> Required work:
a. About the passage on mindset and fear:
(i) According to the passage, what will we make ourselves crazy trying to do?
(ii) What animal is the nine-year-old daughter afraid of?
(iii) What kind of therapist did the writer have during cancer?
b. Could you continue the passage on mindset and fear past its final sentence?

> Passage shown:
*** Begin section ***

The truth is, we can’t protect our children or ourselves from the basic pain of life. We will make ourselves crazy, trying to stop the earth on its axis.
We can, however, teach our children and ourselves how to develop a mindset to navigate the challenges. When we see the anxiety, fear, and even depression peeking through, we have to speak to them. We have to feel our fears, dive in deep, wallow for a clear moment in time, and then build the ladder of truth and belief.
My nine-year-old daughter is afraid of rattlesnakes, a welcome and realistic fear for where we live in the high desert of Colorado. However, at times, that fear paralyzes her to the point when she won’t ride her bike or go for a hike. So my husband and I have to allow her to feel her fears, cry, shake, and then initiate the logical brain to create the solution and reality around what happens when we encounter a snake, and what to do if, God forbid, it were to bite. We do breathing, mindset training, and truth-telling about what happens with these scary ideas and realities.
Mindset is an ally to what we call trauma, but it can help to navigate, digest, and offer clear solutions to existing and future problems. Your response to hard things can be real; it’s how you decide to handle and climb out of it that matters.
With cancer, I had, on one hand, a grief therapist with who I would feel all my feelings and walk and talk through my fears, disappointments, loss of control and body, and all the other experiences that followed that. After I cried fully and embraced all the scary parts of what was happening to me, I then allowed myself to see the truth of how I was going to live as a result of this surgery and cancer therapy. But at first, my ego had to wear itself out with tears and howling, snorting ridden cries. I realize that the truth is not as scary as my imagination.
If you are ready to thrive past your trauma, start with the clarity around your personal experiences. Are you allowing those to be your personal excuses and battle wounds to keep you from your greatness? Or are you using them to help you thrive as you, likely, have already survived hard things in life? And if you can do that, everything is possible.

*** End section ***

> Dataset content:

*** Begin section ***

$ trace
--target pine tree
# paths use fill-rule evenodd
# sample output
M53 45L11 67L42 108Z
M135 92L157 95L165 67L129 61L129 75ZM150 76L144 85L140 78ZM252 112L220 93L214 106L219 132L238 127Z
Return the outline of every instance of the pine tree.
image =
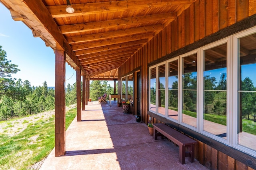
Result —
M12 74L19 71L18 65L11 64L11 61L7 60L6 53L2 49L0 45L0 95L5 94L13 96L16 93L13 88L14 80L10 78Z

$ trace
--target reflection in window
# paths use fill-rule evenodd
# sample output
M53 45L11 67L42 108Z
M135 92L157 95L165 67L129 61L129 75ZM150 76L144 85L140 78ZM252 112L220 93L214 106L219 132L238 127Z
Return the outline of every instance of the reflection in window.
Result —
M197 58L195 54L182 58L182 122L196 127Z
M256 130L254 127L256 121L256 34L239 38L238 41L237 143L256 150Z
M126 100L126 82L125 77L122 78L122 98Z
M165 115L165 64L158 68L158 112Z
M150 70L150 110L156 112L156 68L153 68Z
M132 74L127 76L128 99L133 100L133 76Z
M227 44L204 52L203 130L226 140Z
M168 64L168 117L178 120L178 60Z

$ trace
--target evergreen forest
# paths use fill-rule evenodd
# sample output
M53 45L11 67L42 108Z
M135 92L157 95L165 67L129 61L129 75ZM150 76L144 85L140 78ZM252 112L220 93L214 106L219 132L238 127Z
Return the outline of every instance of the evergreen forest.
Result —
M34 87L31 86L28 80L12 78L11 74L20 70L17 65L7 60L7 57L0 46L0 121L54 109L54 88L48 87L45 81L42 86ZM82 82L81 86L82 87ZM92 82L90 98L92 100L98 100L98 98L105 93L114 93L114 88L108 84L107 81ZM68 84L66 87L66 104L76 103L76 83L72 85Z

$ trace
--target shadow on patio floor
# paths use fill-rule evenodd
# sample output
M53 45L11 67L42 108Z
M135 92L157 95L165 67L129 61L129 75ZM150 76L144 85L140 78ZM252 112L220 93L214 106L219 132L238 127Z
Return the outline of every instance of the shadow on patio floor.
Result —
M88 102L82 121L75 118L66 132L66 154L55 157L54 149L40 169L208 169L196 160L182 165L178 147L154 140L146 125L124 114L116 102Z

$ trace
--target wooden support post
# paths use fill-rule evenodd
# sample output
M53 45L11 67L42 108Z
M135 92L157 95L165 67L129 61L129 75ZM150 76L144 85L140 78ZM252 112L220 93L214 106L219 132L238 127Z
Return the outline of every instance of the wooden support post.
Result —
M85 75L83 75L83 90L82 100L82 110L85 110Z
M114 80L114 93L116 94L116 80ZM116 100L116 98L114 98L114 100Z
M87 84L88 84L88 82L87 81L87 79L88 78L87 77L85 78L85 105L88 105L88 100L89 99L89 96L88 94L88 86L87 86Z
M81 110L81 70L76 68L76 120L82 120Z
M87 95L88 95L88 98L90 98L90 79L89 78L87 79L87 81L86 81L86 86Z
M55 51L55 156L64 155L65 149L65 79L64 51Z

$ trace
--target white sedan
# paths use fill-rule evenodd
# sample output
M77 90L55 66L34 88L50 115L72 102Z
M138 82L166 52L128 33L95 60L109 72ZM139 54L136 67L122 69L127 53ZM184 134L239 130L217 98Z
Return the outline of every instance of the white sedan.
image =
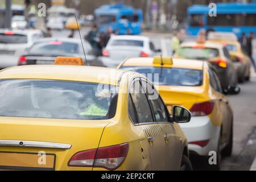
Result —
M0 69L18 65L20 55L43 37L39 30L0 30Z
M101 63L115 68L124 60L133 57L152 57L160 55L150 39L144 36L114 35L102 51Z

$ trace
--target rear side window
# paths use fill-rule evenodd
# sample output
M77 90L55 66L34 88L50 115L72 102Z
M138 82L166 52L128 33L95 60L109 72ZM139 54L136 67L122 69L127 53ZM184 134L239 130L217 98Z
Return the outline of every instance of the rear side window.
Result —
M30 54L47 55L61 55L78 53L79 45L77 43L50 41L36 43L29 50Z
M114 40L111 44L112 46L134 46L141 47L143 47L143 41L134 40Z
M134 81L131 85L129 97L129 114L134 123L154 122L148 100L139 80Z
M150 77L155 85L197 86L203 84L203 71L177 68L123 67L121 69L134 71Z
M217 57L219 51L217 49L205 48L204 47L181 47L177 50L177 55L187 59L208 60Z
M164 104L159 97L159 94L154 86L142 80L144 88L146 89L146 93L148 97L148 101L152 107L153 115L155 121L157 122L167 122L168 118L164 106Z
M0 34L0 44L26 44L27 37L24 35Z

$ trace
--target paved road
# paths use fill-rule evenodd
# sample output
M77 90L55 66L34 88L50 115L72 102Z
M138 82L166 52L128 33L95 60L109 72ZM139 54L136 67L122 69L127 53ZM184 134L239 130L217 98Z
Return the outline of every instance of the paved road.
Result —
M87 30L82 30L84 37ZM56 36L68 36L68 31L57 32ZM171 55L171 35L144 33L150 37L157 48L161 48L163 56ZM79 34L76 35L79 38ZM256 42L254 43L256 60ZM96 65L97 65L96 64ZM249 170L256 155L256 74L252 70L251 79L240 85L241 92L237 96L229 96L234 113L234 147L230 158L222 158L221 170ZM197 169L204 169L199 167Z

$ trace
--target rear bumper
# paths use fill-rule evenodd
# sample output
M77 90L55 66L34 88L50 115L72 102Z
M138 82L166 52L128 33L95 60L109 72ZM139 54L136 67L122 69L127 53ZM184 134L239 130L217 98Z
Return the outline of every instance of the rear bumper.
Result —
M192 154L206 156L211 151L217 151L221 128L213 125L208 116L192 117L190 122L180 125L188 143L209 140L207 145L203 147L189 143L188 149Z

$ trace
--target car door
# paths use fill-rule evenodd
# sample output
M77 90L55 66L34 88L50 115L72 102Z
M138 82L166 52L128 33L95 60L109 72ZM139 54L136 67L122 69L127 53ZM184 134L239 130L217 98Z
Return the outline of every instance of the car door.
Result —
M183 154L180 136L176 132L174 123L170 122L169 113L158 91L146 80L142 80L142 82L146 90L153 117L158 123L158 137L164 153L164 169L179 170Z
M222 115L222 135L221 135L221 143L225 143L228 142L229 136L232 121L232 113L231 107L229 106L229 102L228 98L222 93L222 89L220 85L220 81L217 76L215 71L210 68L213 78L217 85L217 93L220 102L220 110Z
M137 78L129 88L130 102L135 109L134 121L136 127L140 127L146 136L146 141L142 141L142 148L148 148L150 166L152 170L164 170L164 140L160 135L161 128L155 122L152 114L150 102L142 88L141 81ZM143 157L146 157L146 151L142 151Z

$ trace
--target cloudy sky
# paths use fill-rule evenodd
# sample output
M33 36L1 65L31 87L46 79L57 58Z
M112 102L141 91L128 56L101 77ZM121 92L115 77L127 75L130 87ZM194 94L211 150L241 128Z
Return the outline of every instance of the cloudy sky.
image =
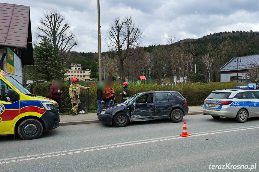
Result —
M74 50L98 51L97 0L2 0L30 6L33 34L44 9L65 15L81 46ZM258 0L100 0L102 50L115 18L131 16L143 32L143 45L166 43L170 34L180 39L219 31L259 31Z

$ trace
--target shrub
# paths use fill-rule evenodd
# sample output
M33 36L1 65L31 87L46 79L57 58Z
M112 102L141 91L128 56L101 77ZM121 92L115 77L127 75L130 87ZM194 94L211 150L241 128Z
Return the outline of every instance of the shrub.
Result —
M53 84L52 82L45 83L37 84L35 87L35 94L37 95L47 95L49 97L50 87ZM68 94L70 84L65 83L63 87L63 92ZM231 89L236 86L242 86L242 84L235 82L210 83L205 85L184 85L183 86L161 86L160 85L133 85L129 86L130 96L138 93L146 91L177 91L181 93L187 101L189 106L202 105L203 101L211 92L217 90ZM115 92L114 96L117 103L122 102L121 96L120 93L123 90L122 86L115 85L113 87ZM96 102L96 87L90 86L89 92L89 101L90 108L97 109ZM86 90L82 90L82 93L87 92Z

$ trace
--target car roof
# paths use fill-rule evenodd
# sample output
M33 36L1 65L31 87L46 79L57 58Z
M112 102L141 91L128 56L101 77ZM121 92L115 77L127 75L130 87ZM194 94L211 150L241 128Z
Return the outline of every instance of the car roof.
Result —
M214 91L212 92L242 92L247 91L259 91L258 90L248 89L221 89Z

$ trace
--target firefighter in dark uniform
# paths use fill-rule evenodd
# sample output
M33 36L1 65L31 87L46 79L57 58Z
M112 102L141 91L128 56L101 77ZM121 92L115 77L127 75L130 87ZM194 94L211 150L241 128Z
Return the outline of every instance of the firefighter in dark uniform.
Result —
M123 91L120 94L122 95L122 102L123 102L129 98L129 90L127 82L124 82L122 83L122 85L123 86Z
M76 78L73 78L72 81L73 83L70 85L69 87L69 96L71 100L72 109L70 112L73 115L77 115L77 113L78 109L78 106L81 103L79 100L79 95L80 94L80 89L86 89L90 88L89 87L81 86L77 83L79 80Z

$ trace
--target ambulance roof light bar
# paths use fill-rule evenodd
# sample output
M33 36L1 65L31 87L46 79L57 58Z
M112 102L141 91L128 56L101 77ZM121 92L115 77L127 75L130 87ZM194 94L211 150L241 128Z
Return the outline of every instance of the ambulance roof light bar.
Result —
M255 87L254 86L236 86L236 88L237 89L255 89Z

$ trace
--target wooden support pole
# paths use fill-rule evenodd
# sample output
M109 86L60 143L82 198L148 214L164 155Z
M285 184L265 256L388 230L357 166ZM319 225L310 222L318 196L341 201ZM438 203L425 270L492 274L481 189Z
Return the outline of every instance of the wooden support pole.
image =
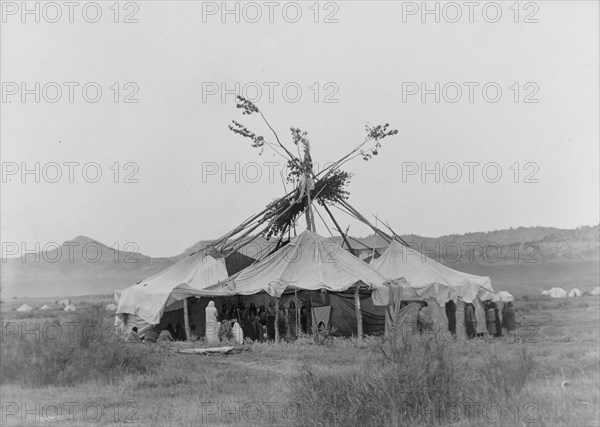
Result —
M275 298L275 342L279 343L279 298Z
M356 335L359 340L363 338L362 332L362 311L360 309L360 286L356 284L356 290L354 291L354 306L356 310Z
M298 336L298 334L300 332L302 332L302 327L299 326L300 325L300 305L298 304L298 290L294 290L294 299L295 301L295 305L296 305L296 336Z
M185 340L190 341L192 339L192 332L190 331L190 319L188 317L187 298L183 299L183 324L185 326Z
M352 249L352 246L350 246L350 242L348 241L348 238L346 237L346 234L344 234L344 232L342 231L340 225L337 223L337 221L335 220L335 217L333 216L333 214L331 213L331 211L329 210L329 208L327 207L327 205L325 203L323 203L323 207L325 208L325 211L329 214L329 217L333 221L333 224L335 225L335 228L337 228L338 232L342 235L342 239L344 239L344 242L346 243L346 246L348 246L348 252L350 252L354 256L358 256L356 254L356 252L354 251L354 249Z

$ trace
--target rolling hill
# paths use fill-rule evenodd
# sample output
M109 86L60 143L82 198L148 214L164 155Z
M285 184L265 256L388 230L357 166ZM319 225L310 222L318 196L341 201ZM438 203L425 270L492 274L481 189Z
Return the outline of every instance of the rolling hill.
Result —
M490 276L496 289L517 295L534 295L553 286L567 289L577 286L585 290L598 286L600 277L597 225L572 230L519 227L438 238L415 235L403 238L415 250L451 268ZM210 242L200 240L170 258L152 258L78 236L44 253L3 259L2 298L112 293L167 268ZM375 236L353 238L352 242L359 247L358 242L385 246ZM255 257L271 244L258 238L241 252Z

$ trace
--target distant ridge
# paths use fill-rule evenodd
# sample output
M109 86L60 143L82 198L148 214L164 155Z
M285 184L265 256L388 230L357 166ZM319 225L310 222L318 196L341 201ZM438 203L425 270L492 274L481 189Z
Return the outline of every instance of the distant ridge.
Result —
M581 279L585 283L580 286L588 282L590 286L594 281L597 283L595 277L600 274L596 273L597 269L593 267L593 261L600 258L598 225L576 229L518 227L508 230L453 234L438 238L417 235L402 237L416 250L424 251L432 258L439 257L437 260L444 264L474 274L491 275L495 283L502 283L502 279L500 276L494 278L490 272L500 270L514 272L518 267L522 271L514 277L506 272L502 273L502 277L511 277L511 283L518 283L520 277L528 277L525 268L527 271L532 271L534 266L541 269L541 266L546 263L586 262L589 264L590 266L585 267L587 269L585 279ZM339 236L335 240L342 243ZM378 236L371 235L350 240L355 248L364 249L364 246L356 241L377 246L381 251L385 248L385 242ZM59 249L38 254L37 257L36 254L28 254L25 262L22 262L21 258L2 260L1 296L2 299L6 299L13 296L77 296L112 293L114 289L127 287L169 267L211 242L212 240L199 240L173 257L152 258L137 252L110 248L87 236L77 236L65 241ZM265 250L273 243L259 237L253 244L243 249L242 253L255 257L257 252ZM529 246L526 248L527 244ZM87 254L82 250L86 245L88 245ZM469 245L473 248L472 253L467 250ZM459 257L457 257L458 248L461 249ZM487 248L487 255L484 255L484 248ZM528 257L529 261L535 262L524 262ZM561 269L556 270L554 267L552 271L554 271L553 277L559 280L556 274L559 274ZM581 273L581 268L570 273L571 276L577 271ZM531 282L534 279L527 278L527 281ZM552 278L548 278L550 279ZM581 282L577 280L576 283ZM542 284L538 283L536 286Z

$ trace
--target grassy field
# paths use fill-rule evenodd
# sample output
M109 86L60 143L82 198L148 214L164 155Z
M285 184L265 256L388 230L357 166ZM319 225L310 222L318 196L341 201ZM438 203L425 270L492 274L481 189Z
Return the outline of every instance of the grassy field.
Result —
M9 310L23 301L2 304L2 425L600 425L597 297L518 299L518 333L493 340L302 337L227 356L115 342L109 297Z

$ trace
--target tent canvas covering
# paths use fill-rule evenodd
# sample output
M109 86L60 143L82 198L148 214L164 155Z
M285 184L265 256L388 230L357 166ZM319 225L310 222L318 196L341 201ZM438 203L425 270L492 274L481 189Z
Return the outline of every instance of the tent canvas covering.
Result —
M549 291L544 292L542 292L542 295L547 295L551 298L565 298L567 296L567 291L565 291L563 288L552 288Z
M17 311L19 312L28 312L33 310L31 307L29 307L27 304L23 304L22 306L20 306L19 308L17 308Z
M124 290L115 291L117 315L130 314L157 325L165 309L227 278L224 258L193 253L169 268Z
M337 243L305 230L286 246L211 290L222 295L264 291L280 297L286 290L342 292L362 282L377 293L385 291L385 281Z
M440 305L459 297L473 302L495 296L489 277L453 270L395 240L383 255L371 260L371 266L390 280L403 277L411 287L423 288L420 292L435 296Z

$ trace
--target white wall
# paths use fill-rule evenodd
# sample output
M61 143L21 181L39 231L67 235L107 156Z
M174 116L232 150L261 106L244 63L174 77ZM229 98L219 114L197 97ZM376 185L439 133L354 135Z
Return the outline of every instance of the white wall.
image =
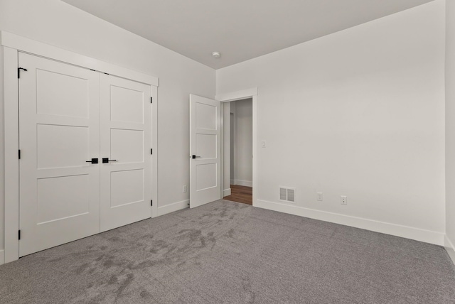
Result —
M455 2L446 1L446 247L455 262Z
M189 185L188 94L214 98L214 70L59 0L0 0L0 30L159 77L158 204L169 211L186 206L172 204L189 198L182 192ZM3 105L3 90L0 96Z
M234 165L231 180L233 185L252 187L252 99L232 102L235 126Z
M257 206L441 244L444 19L436 0L217 70L217 94L258 87Z
M223 197L230 195L230 102L223 104Z
M1 9L1 6L0 6ZM5 160L4 157L4 102L3 102L3 92L4 92L4 82L3 82L3 48L0 47L0 117L1 117L1 122L0 122L0 251L4 248L5 238L4 238L4 218L5 218L5 202L4 202L4 193L5 193ZM4 259L4 254L0 252L0 264L3 263Z

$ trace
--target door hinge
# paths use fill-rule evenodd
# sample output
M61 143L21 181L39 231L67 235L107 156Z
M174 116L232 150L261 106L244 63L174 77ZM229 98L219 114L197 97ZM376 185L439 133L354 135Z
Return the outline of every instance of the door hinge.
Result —
M27 72L27 69L24 69L23 67L18 67L17 68L17 77L21 78L21 70L23 70L25 72Z

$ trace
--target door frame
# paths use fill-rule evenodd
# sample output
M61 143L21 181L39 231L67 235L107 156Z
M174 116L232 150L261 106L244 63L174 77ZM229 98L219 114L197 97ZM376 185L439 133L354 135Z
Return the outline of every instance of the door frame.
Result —
M63 50L11 33L1 31L4 79L4 250L0 249L0 265L19 259L19 121L18 121L18 52L43 57L151 86L151 217L157 216L158 206L158 77L122 67L112 63ZM0 71L1 72L1 71ZM0 112L0 115L1 113ZM6 131L8 130L8 131ZM0 129L0 131L1 129ZM0 244L1 246L1 244Z
M242 100L247 98L252 99L253 108L253 206L257 204L257 87L250 89L242 89L241 91L230 92L227 93L217 94L215 99L224 102L235 102L236 100ZM221 107L221 185L224 185L224 121L223 121L223 109ZM224 187L221 187L221 199L223 197Z

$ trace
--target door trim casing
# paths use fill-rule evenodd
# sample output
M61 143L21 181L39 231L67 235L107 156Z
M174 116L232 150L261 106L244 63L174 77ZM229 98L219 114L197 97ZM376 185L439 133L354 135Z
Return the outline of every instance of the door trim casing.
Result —
M92 69L122 78L151 86L152 102L152 200L151 217L158 215L158 77L122 67L112 63L63 50L53 45L1 31L0 45L3 50L4 128L4 260L0 265L19 258L19 149L18 138L18 52L43 57ZM6 131L8 130L8 131ZM1 246L1 244L0 244ZM0 250L1 249L0 248ZM0 257L1 256L0 255Z
M247 98L252 98L252 108L253 108L253 206L256 206L257 204L257 95L258 89L257 87L252 87L250 89L242 89L241 91L230 92L227 93L217 94L215 99L223 102L235 102L236 100L245 99ZM223 120L223 107L221 107L221 185L224 184L224 121ZM223 188L222 198L223 198Z

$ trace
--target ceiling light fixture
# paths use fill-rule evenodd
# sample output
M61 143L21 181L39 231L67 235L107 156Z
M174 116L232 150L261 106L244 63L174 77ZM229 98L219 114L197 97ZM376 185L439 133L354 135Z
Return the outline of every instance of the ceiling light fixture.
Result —
M221 56L221 54L220 52L212 52L212 56L215 58L219 58Z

*** End section ***

> Answers for this exercise:
a.
(i) Trying to stop the earth on its axis.
(ii) Rattlesnakes.
(iii) A grief therapist.

b.
Are you allowing old traumas or fear of future ones to keep you from a good life and having fun with it? Or are you living up against your edge and pushing your personal comfort boundaries while pep-talking yourself through all the hard stuff?
Mindset takes buddies. As Glennon Doyle famously says, “We can do hard things.” I want to point out the “we” in that sentence. When I did cancer therapy, I invited all my friends to walk, drive, pray, and send me energy, so that on the days when grief was winning and needed to be felt, I had others holding me through it, helping me back up, and reminding me of why I was doing this and who I wanted to be when I was done with treatment.
We don’t do hard things alone, and we shouldn’t heal our trauma or train our mindset alone either. Create a team of wisdom warriors who can hold you through your hard things and offer wise, positive words to you when you can’t see the light. Allow them to cry with you and hold you in the pain so you can process it.
Thriving through trauma is possible when you create a clear vision of who you want to be, what you want to accomplish, and when you don’t allow trauma to be the excuse. Inside each of us is a powerful energy of possibilities. When we allow ourselves to tap into what we want for our lives and build a mindset and belief around it, trauma doesn’t stand a chance of winning.
Today, four weeks since I finished my treatment, I am hiking, paddle-boarding, biking, rollerblading, being a full-time mom and wife for the summer, prepping my mind to go back to work—all while allowing my body the time it needs to heal its traumas.